Instructions to follow.
Please report each line of the records that contains the string "screen". Case counts.

Data provided.
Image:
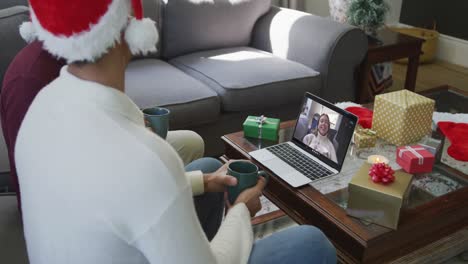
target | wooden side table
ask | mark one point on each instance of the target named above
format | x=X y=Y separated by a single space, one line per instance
x=393 y=46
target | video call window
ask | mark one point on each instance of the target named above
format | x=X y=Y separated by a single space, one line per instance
x=319 y=128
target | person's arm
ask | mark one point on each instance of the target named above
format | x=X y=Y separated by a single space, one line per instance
x=177 y=237
x=195 y=178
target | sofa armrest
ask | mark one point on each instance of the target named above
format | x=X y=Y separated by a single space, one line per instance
x=331 y=48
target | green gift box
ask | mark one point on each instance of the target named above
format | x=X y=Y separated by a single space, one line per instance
x=364 y=138
x=261 y=127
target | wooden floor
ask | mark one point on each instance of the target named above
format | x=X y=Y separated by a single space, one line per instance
x=432 y=75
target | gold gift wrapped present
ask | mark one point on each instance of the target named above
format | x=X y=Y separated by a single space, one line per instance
x=402 y=117
x=364 y=138
x=377 y=203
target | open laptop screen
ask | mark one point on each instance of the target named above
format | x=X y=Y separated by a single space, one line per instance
x=324 y=130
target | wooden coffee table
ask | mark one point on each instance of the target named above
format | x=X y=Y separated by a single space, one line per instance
x=428 y=224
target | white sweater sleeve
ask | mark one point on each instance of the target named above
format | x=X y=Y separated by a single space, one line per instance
x=177 y=237
x=195 y=178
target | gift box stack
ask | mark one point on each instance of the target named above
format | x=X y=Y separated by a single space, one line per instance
x=375 y=202
x=261 y=127
x=364 y=138
x=402 y=117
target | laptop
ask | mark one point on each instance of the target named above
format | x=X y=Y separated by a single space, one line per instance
x=318 y=147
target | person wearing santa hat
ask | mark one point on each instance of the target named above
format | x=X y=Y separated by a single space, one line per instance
x=111 y=191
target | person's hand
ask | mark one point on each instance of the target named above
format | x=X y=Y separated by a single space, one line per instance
x=148 y=126
x=218 y=180
x=251 y=197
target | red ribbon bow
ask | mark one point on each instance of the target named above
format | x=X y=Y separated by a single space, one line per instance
x=382 y=173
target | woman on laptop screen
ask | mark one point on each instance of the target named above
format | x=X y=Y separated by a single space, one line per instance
x=319 y=140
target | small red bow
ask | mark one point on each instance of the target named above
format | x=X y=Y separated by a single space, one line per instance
x=382 y=173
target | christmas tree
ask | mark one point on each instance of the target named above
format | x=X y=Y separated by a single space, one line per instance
x=368 y=15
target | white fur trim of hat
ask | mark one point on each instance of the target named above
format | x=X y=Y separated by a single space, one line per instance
x=92 y=43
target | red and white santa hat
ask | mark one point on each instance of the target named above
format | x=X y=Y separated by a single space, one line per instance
x=84 y=30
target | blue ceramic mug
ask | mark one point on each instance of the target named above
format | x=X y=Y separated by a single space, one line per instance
x=246 y=174
x=158 y=120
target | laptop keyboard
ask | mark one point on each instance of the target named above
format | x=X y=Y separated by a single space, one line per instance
x=296 y=159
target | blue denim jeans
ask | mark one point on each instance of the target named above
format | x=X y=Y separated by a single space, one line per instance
x=300 y=244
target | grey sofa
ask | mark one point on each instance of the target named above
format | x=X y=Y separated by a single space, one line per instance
x=211 y=74
x=218 y=63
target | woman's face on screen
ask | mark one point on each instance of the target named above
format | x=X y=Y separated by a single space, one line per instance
x=324 y=125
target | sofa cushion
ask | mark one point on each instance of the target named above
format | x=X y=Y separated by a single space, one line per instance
x=152 y=9
x=10 y=3
x=153 y=82
x=190 y=25
x=10 y=40
x=250 y=79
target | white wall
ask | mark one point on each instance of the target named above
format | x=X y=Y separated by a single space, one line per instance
x=321 y=8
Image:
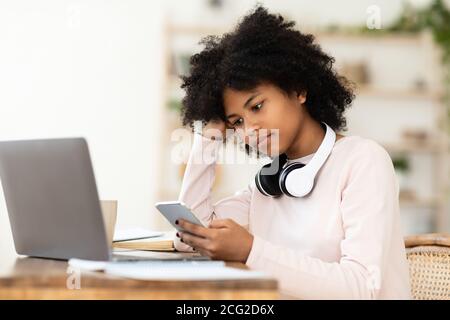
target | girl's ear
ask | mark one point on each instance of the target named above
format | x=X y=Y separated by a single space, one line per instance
x=301 y=97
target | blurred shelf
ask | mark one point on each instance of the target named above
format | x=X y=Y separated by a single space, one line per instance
x=430 y=202
x=321 y=35
x=368 y=91
x=408 y=147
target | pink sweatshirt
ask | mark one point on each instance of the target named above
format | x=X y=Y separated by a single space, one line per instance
x=342 y=241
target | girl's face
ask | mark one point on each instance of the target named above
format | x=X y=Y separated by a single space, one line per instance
x=265 y=117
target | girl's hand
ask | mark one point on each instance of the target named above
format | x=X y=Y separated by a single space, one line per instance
x=214 y=129
x=223 y=240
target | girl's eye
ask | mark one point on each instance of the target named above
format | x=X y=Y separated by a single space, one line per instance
x=238 y=122
x=257 y=107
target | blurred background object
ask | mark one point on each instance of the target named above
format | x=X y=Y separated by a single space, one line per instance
x=110 y=71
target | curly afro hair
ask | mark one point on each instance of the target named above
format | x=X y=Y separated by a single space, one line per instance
x=264 y=48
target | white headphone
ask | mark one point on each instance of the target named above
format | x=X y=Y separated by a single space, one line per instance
x=295 y=179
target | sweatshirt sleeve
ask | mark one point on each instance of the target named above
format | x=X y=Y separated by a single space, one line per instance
x=369 y=205
x=197 y=184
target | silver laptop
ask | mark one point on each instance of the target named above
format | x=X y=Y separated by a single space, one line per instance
x=52 y=200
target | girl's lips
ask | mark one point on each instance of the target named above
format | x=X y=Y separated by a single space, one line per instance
x=263 y=140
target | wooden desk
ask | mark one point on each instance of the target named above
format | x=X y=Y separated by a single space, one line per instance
x=33 y=278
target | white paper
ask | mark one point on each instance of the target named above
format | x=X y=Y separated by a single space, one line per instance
x=186 y=270
x=135 y=233
x=89 y=265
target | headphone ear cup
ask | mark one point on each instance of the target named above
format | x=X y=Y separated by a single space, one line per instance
x=284 y=173
x=268 y=184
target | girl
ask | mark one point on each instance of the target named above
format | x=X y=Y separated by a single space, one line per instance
x=343 y=239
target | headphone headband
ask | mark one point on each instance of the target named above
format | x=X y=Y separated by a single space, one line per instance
x=298 y=181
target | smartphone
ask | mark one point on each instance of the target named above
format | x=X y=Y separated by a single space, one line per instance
x=176 y=210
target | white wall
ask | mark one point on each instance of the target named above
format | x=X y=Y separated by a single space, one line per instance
x=93 y=69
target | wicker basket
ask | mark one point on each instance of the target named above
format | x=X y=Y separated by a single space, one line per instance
x=429 y=266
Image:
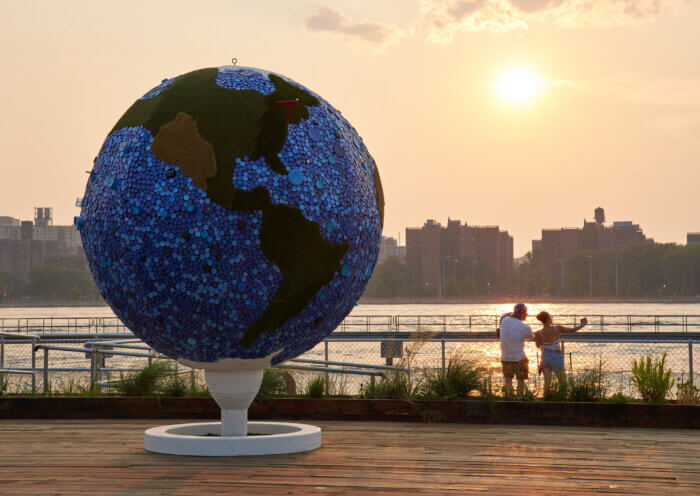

Result of this exercise.
target | open laptop screen
target | woman on laptop screen
target | woman's face on screen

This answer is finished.